Hümanizm: İnsanın her şeyin ölçüsü olduğunu savunan, insanı değerlerin yegane kaynağı olarak gören anlayış.

İdealizm: İdealizm, zihnin yegane gerçeklik olduğunu, fiziki dünyanın bağımsız bir gerçekliği olmayıp, zihinsel veya manevi olanın bir görünüşü olduğunu savunan varlık görüşü.

İmmateryalizm: Maddesizcilik.

İnneizm: Doğuştancılık.

İntüisyonizm: Sezgicilik.

İrrasyonalizm: Akla, elbette mantıksızlığa veya akılsızlığa düşmeden, ilke olarak karşı çıkma, aklın sınırlı olduğunu savunma görüşü.

Jakobenizm: Tepeden inmecilik. Elitlerin veya birtakım iktidar seçkinlerinin görüş ya da ideolojilerini topluma şiddet de ihtiva edebilen birtakım gayri demokratik yollarla dayatma hareketi veya eylemcililiği.

Kapitalizm: Üretim amaçlarının özel mülkiyeti ve kar amacı üzerine yükselen ekonomik sistem.

Karteryanizm: Modern felsefenin kurucusu Descartes’in felsefesiyle onun izinden gidenlerin felsefi tavrı için kullanılan terim.

Kinizm: Kinizm, MÖ. 5. Yüzyılda Sokrates’in Antisthenes benzeri öğrencileri tarafından kurulmuş olan felsefe okulunda benimsenmiş olan inançlar veya öğretileri bütünü.

Klasisizm: Klasik antikiteye, yani MÖ. 6. ve 5. Yüzyılların sanat anlayışına yüksek bir değer biçen, sanatta rasyonel ve formel olana önem veren yaklaşım.

Kognitivizm: Bilişselcilik.

Kolektivizm: Bir grup ya da topluluğun ortak çıkarının bireysel üyelerin çıkarlarından daha önemli olduğunu ifade eden felsefi, politik öğreti ya da sosyal, ekonomik bakış açısı.

• _Verilen görev 1_: Felsefe terimleri listesine göre idealizm, fiziki dünyanın bağımsız bir gerçekliği olmadığını neden savunur? Bir ila üç cümleyle açıkla.
• _Verilen görev 2_: Felsefe terimleri listesinde "Klasisizm: Klasik antikiteye, yani" sözlerinin geçtiği yerden başla, "Kognitivizm: Bilişselcilik." sözlerinden sonra dur. Aradaki kısmı aynen döndür.
• _Verilen görev 3_: Felsefe terimleri listesini, son maddeden sonra gelecek yeni maddelerle ilerlet.

• _Saklanan kayıtlar_:
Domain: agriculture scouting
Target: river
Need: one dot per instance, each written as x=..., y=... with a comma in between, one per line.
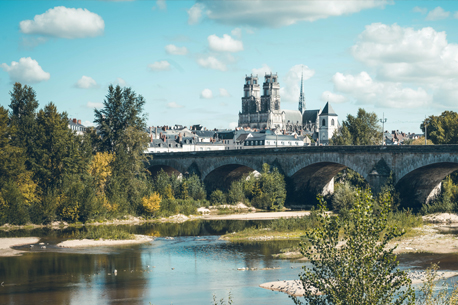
x=185, y=264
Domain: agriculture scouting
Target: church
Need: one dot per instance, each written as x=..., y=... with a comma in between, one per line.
x=263, y=111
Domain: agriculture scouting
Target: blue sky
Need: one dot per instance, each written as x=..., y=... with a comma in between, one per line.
x=189, y=59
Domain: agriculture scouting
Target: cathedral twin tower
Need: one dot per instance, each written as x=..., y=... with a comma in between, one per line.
x=264, y=111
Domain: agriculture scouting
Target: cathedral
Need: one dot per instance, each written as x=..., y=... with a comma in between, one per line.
x=264, y=111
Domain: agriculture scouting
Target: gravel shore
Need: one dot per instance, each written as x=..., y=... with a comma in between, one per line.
x=7, y=243
x=77, y=243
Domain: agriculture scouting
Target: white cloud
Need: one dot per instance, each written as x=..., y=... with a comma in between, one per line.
x=119, y=81
x=223, y=92
x=291, y=82
x=437, y=14
x=265, y=69
x=421, y=10
x=281, y=13
x=328, y=96
x=88, y=124
x=195, y=13
x=174, y=50
x=233, y=125
x=27, y=70
x=162, y=65
x=211, y=63
x=92, y=105
x=237, y=32
x=407, y=55
x=174, y=105
x=86, y=82
x=65, y=22
x=206, y=94
x=365, y=90
x=224, y=44
x=161, y=4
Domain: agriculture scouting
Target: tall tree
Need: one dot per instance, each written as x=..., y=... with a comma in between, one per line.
x=23, y=107
x=122, y=109
x=122, y=123
x=360, y=130
x=442, y=129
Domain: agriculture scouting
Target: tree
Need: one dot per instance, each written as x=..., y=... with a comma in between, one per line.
x=152, y=204
x=269, y=191
x=360, y=130
x=122, y=108
x=442, y=129
x=355, y=268
x=23, y=107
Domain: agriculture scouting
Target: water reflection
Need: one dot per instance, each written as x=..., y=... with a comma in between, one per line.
x=185, y=270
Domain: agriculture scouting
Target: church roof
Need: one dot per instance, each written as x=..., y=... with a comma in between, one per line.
x=327, y=110
x=293, y=116
x=310, y=115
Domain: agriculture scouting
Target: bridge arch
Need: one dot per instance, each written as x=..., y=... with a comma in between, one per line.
x=423, y=183
x=311, y=177
x=155, y=169
x=221, y=176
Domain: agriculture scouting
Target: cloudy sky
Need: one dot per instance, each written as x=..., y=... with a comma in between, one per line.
x=189, y=58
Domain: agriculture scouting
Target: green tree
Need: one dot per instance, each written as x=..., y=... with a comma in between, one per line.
x=269, y=191
x=442, y=129
x=23, y=107
x=360, y=130
x=356, y=268
x=122, y=108
x=217, y=197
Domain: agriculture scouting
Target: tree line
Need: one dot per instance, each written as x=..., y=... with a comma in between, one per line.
x=48, y=172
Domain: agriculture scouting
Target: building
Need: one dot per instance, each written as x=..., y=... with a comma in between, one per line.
x=263, y=111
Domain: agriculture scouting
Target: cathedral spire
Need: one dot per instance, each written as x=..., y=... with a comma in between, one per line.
x=302, y=97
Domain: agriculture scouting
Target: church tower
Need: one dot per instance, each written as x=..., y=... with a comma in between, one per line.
x=251, y=102
x=270, y=99
x=328, y=123
x=301, y=107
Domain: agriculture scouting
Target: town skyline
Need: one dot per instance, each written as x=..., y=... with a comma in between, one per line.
x=189, y=59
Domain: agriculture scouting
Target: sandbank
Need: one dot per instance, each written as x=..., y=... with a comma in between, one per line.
x=76, y=243
x=7, y=243
x=295, y=288
x=257, y=216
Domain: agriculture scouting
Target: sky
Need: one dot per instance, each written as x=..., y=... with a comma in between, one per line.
x=188, y=59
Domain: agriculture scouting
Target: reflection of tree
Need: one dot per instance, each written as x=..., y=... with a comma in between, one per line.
x=29, y=276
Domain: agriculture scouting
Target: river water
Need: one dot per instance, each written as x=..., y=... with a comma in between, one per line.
x=188, y=269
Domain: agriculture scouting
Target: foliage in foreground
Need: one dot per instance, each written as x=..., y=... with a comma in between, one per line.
x=355, y=269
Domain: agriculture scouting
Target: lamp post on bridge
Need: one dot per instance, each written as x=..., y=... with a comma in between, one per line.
x=383, y=121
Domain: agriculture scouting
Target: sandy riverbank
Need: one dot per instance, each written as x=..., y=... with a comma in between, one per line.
x=257, y=216
x=76, y=243
x=294, y=287
x=7, y=243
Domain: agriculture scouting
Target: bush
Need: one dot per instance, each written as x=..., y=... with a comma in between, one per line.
x=343, y=197
x=217, y=197
x=152, y=203
x=354, y=268
x=236, y=193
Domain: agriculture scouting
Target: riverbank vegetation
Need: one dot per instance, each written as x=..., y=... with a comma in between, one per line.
x=52, y=173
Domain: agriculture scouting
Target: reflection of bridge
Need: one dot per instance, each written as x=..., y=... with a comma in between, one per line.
x=417, y=170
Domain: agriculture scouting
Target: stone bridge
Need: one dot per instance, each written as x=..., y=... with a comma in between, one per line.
x=417, y=170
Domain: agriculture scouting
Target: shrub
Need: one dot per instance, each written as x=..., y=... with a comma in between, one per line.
x=217, y=197
x=355, y=268
x=152, y=203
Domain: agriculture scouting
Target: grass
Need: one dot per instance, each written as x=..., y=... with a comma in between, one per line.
x=102, y=232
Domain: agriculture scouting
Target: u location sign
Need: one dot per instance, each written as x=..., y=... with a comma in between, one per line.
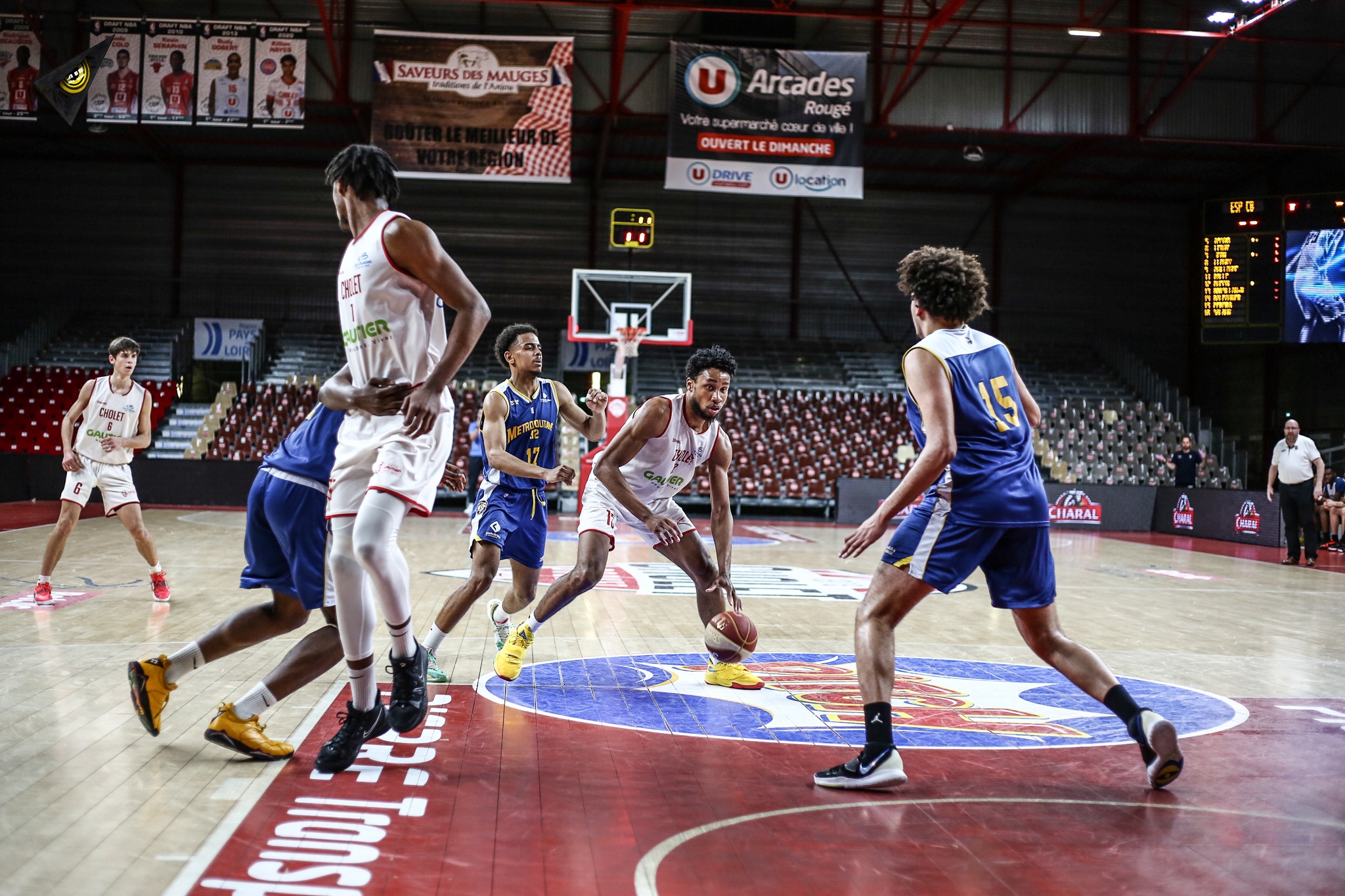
x=776, y=123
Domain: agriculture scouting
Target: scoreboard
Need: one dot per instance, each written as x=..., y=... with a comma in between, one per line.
x=1243, y=270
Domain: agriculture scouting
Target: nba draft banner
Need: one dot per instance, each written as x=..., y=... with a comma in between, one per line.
x=774, y=123
x=20, y=64
x=170, y=72
x=474, y=108
x=222, y=96
x=115, y=93
x=282, y=69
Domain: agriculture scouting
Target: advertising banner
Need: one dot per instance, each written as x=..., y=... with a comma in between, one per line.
x=225, y=339
x=20, y=64
x=280, y=74
x=223, y=95
x=115, y=92
x=474, y=108
x=774, y=123
x=170, y=75
x=1101, y=508
x=1219, y=513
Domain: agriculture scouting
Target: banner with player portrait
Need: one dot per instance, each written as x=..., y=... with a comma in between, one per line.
x=474, y=108
x=115, y=91
x=170, y=73
x=20, y=64
x=223, y=81
x=767, y=123
x=278, y=77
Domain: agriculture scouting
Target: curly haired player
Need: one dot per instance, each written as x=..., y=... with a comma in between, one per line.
x=984, y=507
x=634, y=481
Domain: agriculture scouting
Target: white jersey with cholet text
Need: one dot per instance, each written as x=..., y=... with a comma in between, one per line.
x=666, y=463
x=109, y=413
x=391, y=324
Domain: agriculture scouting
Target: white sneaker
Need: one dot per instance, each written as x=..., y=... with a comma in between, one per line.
x=502, y=629
x=1158, y=747
x=884, y=771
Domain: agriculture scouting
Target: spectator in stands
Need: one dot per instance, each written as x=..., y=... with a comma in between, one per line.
x=1184, y=464
x=1298, y=467
x=475, y=457
x=1332, y=494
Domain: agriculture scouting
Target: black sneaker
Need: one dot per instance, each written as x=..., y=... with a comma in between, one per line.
x=407, y=707
x=1158, y=747
x=884, y=771
x=357, y=727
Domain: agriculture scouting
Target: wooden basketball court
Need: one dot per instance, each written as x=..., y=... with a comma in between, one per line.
x=609, y=769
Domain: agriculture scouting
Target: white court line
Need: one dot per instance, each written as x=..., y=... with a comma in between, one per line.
x=200, y=861
x=648, y=870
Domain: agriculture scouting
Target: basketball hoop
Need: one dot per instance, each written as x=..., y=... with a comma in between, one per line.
x=628, y=340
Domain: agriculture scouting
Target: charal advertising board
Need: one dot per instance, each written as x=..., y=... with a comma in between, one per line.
x=1219, y=513
x=1101, y=508
x=474, y=108
x=766, y=123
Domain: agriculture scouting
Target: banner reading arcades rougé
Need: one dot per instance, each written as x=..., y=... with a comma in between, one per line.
x=782, y=123
x=474, y=108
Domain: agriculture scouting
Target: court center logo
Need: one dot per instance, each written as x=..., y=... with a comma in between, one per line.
x=1076, y=507
x=814, y=699
x=1184, y=515
x=713, y=79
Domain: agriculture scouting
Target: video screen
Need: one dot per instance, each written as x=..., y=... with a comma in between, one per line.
x=1314, y=281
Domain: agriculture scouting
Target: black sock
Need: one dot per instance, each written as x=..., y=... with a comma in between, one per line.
x=1121, y=703
x=877, y=729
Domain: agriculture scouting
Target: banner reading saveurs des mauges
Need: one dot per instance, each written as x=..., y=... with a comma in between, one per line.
x=775, y=123
x=474, y=108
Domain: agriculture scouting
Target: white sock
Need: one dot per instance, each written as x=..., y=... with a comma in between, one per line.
x=435, y=639
x=256, y=702
x=363, y=687
x=183, y=661
x=404, y=643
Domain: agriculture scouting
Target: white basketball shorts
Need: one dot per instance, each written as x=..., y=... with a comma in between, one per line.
x=374, y=453
x=114, y=480
x=602, y=512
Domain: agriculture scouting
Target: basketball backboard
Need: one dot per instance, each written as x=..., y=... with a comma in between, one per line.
x=604, y=300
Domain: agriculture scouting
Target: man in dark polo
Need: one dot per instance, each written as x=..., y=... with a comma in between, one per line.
x=1184, y=464
x=1298, y=467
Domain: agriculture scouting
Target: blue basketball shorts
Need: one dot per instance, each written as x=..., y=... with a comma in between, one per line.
x=1016, y=561
x=287, y=539
x=514, y=522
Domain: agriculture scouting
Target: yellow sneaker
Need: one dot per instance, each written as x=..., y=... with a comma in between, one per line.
x=150, y=689
x=245, y=735
x=509, y=661
x=732, y=675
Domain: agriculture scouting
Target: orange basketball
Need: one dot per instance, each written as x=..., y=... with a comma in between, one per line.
x=731, y=637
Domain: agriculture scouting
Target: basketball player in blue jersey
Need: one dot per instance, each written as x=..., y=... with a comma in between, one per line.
x=973, y=418
x=286, y=545
x=509, y=521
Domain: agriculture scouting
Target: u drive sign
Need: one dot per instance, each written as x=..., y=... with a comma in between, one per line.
x=775, y=123
x=225, y=339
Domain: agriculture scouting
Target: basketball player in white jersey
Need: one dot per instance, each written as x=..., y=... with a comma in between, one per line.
x=634, y=481
x=116, y=422
x=393, y=285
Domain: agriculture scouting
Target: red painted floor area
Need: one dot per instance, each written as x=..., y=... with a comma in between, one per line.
x=1325, y=559
x=499, y=801
x=20, y=515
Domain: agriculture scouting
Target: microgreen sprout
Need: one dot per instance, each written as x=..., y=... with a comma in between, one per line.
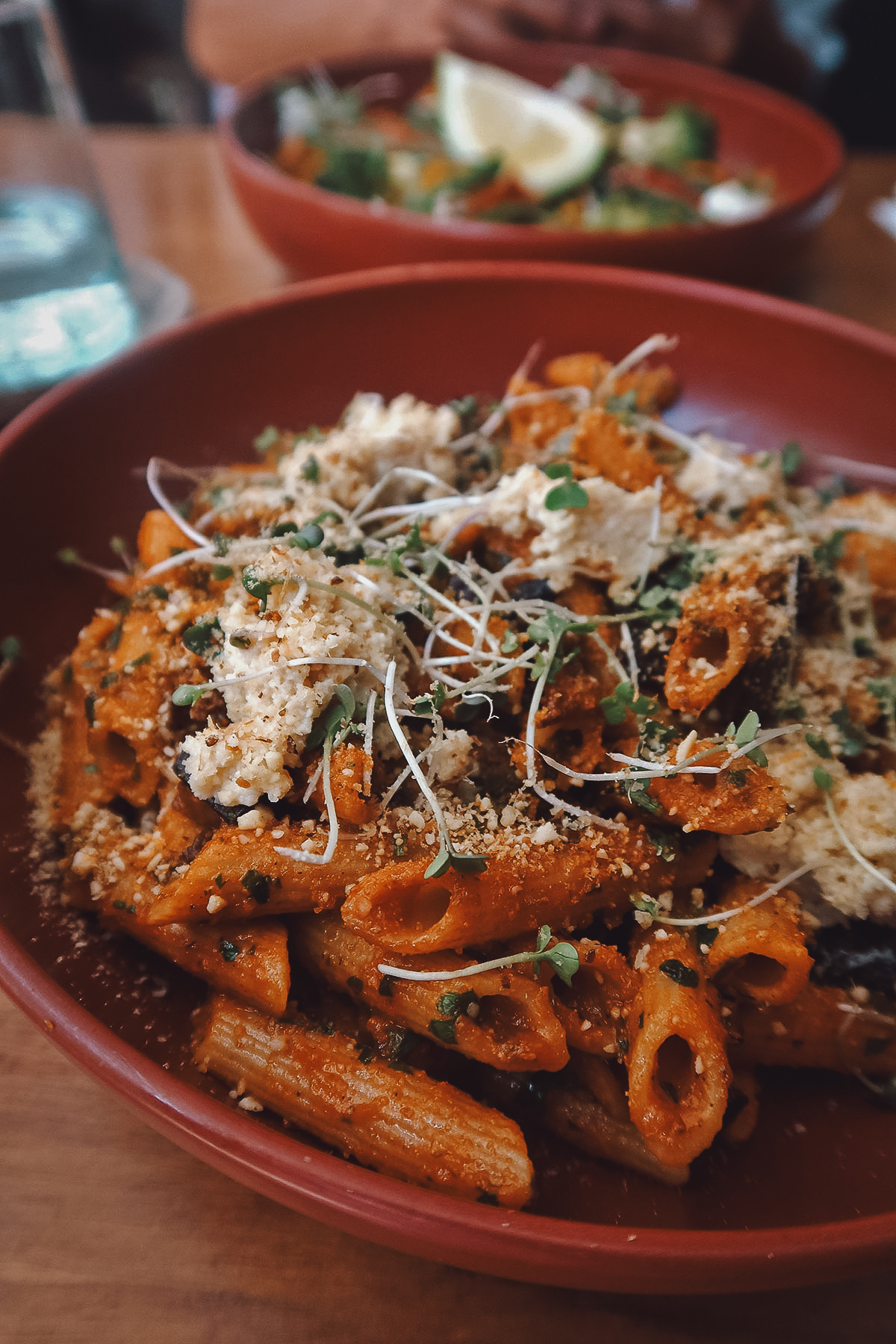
x=791, y=458
x=67, y=556
x=308, y=537
x=825, y=783
x=267, y=440
x=568, y=494
x=625, y=698
x=650, y=907
x=448, y=856
x=561, y=957
x=332, y=727
x=257, y=586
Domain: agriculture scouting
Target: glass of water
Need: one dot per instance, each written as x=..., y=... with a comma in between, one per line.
x=63, y=297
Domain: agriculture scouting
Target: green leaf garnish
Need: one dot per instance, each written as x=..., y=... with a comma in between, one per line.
x=568, y=495
x=791, y=458
x=433, y=702
x=444, y=1031
x=623, y=699
x=440, y=865
x=453, y=1004
x=747, y=730
x=638, y=793
x=664, y=843
x=205, y=638
x=187, y=695
x=308, y=537
x=257, y=586
x=647, y=905
x=561, y=957
x=257, y=885
x=829, y=551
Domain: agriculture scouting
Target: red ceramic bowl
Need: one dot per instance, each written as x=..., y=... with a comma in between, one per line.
x=319, y=231
x=813, y=1195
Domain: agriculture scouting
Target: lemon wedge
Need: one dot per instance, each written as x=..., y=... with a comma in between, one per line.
x=546, y=141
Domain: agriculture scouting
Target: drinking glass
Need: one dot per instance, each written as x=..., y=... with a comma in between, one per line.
x=63, y=297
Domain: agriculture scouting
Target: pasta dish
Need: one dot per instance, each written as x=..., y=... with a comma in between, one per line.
x=499, y=768
x=481, y=144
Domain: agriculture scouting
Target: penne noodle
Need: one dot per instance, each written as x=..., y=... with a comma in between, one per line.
x=761, y=952
x=249, y=960
x=449, y=687
x=402, y=1124
x=240, y=875
x=822, y=1028
x=501, y=1018
x=595, y=1007
x=524, y=887
x=677, y=1066
x=575, y=1116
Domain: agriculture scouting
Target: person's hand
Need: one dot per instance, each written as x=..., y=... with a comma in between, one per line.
x=709, y=31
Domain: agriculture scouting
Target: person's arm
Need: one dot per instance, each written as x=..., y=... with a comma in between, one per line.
x=231, y=42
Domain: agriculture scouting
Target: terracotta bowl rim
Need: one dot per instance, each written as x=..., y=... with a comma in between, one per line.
x=829, y=163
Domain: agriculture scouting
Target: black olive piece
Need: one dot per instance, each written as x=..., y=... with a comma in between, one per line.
x=859, y=953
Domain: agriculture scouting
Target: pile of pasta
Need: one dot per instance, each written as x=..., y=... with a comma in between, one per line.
x=499, y=768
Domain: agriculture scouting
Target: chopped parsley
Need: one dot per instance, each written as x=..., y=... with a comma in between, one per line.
x=682, y=974
x=205, y=638
x=257, y=885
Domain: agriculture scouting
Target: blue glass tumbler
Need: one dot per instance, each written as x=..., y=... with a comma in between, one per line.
x=63, y=296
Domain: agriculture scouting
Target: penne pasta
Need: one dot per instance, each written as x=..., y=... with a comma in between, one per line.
x=575, y=1116
x=526, y=730
x=822, y=1027
x=761, y=952
x=501, y=1018
x=677, y=1066
x=399, y=1122
x=594, y=1008
x=528, y=886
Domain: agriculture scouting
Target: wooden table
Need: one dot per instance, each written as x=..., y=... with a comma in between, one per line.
x=108, y=1233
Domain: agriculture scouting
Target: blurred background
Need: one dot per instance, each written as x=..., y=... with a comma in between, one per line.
x=160, y=62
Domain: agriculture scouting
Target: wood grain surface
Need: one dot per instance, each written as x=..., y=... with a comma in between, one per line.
x=108, y=1233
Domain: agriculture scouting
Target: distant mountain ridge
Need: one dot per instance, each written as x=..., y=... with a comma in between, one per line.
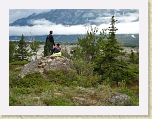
x=125, y=38
x=75, y=16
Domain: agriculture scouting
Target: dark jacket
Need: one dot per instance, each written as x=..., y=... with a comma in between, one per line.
x=50, y=37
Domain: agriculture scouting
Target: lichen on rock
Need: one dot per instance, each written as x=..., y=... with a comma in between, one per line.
x=47, y=63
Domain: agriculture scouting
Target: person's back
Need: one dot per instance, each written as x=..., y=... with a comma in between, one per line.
x=57, y=48
x=49, y=44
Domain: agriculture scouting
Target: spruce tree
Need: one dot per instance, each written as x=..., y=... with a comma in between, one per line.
x=11, y=51
x=22, y=50
x=108, y=64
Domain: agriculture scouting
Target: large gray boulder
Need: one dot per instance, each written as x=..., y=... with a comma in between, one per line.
x=120, y=99
x=47, y=63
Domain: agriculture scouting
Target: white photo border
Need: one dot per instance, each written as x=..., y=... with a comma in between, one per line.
x=142, y=109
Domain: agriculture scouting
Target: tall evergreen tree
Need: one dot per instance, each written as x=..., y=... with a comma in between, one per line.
x=11, y=51
x=88, y=45
x=22, y=50
x=108, y=64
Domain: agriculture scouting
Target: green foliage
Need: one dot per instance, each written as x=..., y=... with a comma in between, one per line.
x=88, y=45
x=134, y=57
x=83, y=67
x=98, y=68
x=12, y=47
x=22, y=51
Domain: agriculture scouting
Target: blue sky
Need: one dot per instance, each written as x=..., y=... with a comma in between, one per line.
x=42, y=26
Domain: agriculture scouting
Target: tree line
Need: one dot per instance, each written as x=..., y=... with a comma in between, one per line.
x=94, y=54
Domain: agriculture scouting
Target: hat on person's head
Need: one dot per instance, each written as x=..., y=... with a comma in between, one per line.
x=51, y=31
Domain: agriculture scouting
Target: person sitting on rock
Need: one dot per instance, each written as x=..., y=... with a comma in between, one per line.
x=57, y=48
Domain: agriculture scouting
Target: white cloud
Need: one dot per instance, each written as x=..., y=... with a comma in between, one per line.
x=15, y=14
x=42, y=27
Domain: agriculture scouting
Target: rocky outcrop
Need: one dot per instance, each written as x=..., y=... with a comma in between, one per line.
x=120, y=99
x=47, y=63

• _Nihai sonuç 1_: İdealizm zihni yegane gerçeklik olarak görür. Bu yüzden fiziki dünyayı bağımsız bir gerçeklik saymaz, onu zihinsel veya manevi olanın bir görünüşü olarak kabul eder.

• _Nihai sonuç 2_:
Klasisizm: Klasik antikiteye, yani MÖ. 6. ve 5. Yüzyılların sanat anlayışına yüksek bir değer biçen, sanatta rasyonel ve formel olana önem veren yaklaşım.

Kognitivizm: Bilişselcilik.

• _Nihai sonuç 3_:
Komüniteryanizm: Bireyciliği reddeden ve sadece bireysel özerklik ve özgürlüğü korumayı ve kollamayı gözeten bir toplumda yok olup gittiklerine inandığı kültürel veya ulusal değerler benzeri, kolektif bir doğaya sahip değerler ve amaçların önemini büyük bir güçle vurgulayan toplum teorisi.

Kontekstüalizm: Bağlamcılık.

Korporatizm: Toplumu bireyler arasındaki organik sosyal dayanışmaya, işlevsel ayrım ve rollere dayalı bir gövde olarak gören iktisadi, politik veya toplumsal organizasyon anlayışı veya ideolojisi.

Kozmopolitanizm: Bir kimsenin kimliğinin sadece ya da öncelikle ulusal veya etnik özelliklerle tanımlanamayacağını, bütün insanların, ortak bir ahlakı paylaşan tek bir topluluğun üyesi olduklarını belirten ideoloji ya da anlayış.

Kritisizm: Eleştirel felsefe.

Kültüralizm: Beşeri olguları çeşitli kültürlerdeki davranışların, inanç ve tutumların, zihniyet ve geleneklerin farklılığından hareketle açıklama yaklaşımı.

Leninizm: Rus lideri ve teorisyeni Lenin’in öğretilerinin izinden gitme, politik mücadelede devrimci yöntemlerini benimseme tutumu.

Liberalizm: Bireylerin özgürlüğü ve eşitliğinin önceliğine vurgu yapan ideoloji veya siyaset felsefesi.

Logosentrizm: Batı felsefesine ilişkin postmodern bir tasvir ya da tanımın en belirleyici unsurunu oluşturan özellik: Akıl ya da söz merkezcilik.

Lojisizm: Mantıkçılık.

Marksizm: Marx ile Engels’in düşünceleriyle eserlerinden türetilen sistem ya da öğretiler bütünü.

Materyalizm: Gerçekten var olanın madde olduğunu öne sürerken, manevi tözlerin varlığını yadsıyan varlık görüşü.

Mekanizm: Her şeyin maddi parçacıkların birleşimi ve etkileşimi yoluyla açıklanabileceğini söyleyen anlayış.

Mistisizm: Gizemcilik.

Modernizm: Geleneksel olanı yeni olana tabi kılma tavrı, yerleşik ve alışılmış olanı yeni ortaya çıkana uydurma eğilimi veya düşüncesi.

Monizm: Bircilik.

Natüralizm: Doğalcılık.

Nominalizm: Tümellerin gerçek bir varoluşa sahip olmadığını, sadece bir ses ya da ad olarak var olduğunu öne süren görüş.

Objektivizm: Nesnelcilik.

Okasyonalizm: Descartes’in yol açtığı zihin-beden problemine bir çözüm getirmek amacıyla öğrencisi Malebranche tarafından geliştirilmiş öğreti.

Optimizm: İyimserlik.

Oryantalizm: Batı’nın İslami Doğu’yla ilgili olarak geliştirmiş olduğu, kendi emperyalizmini şu ya da bu şekilde meşrulaştırmaya yarayan vizyon.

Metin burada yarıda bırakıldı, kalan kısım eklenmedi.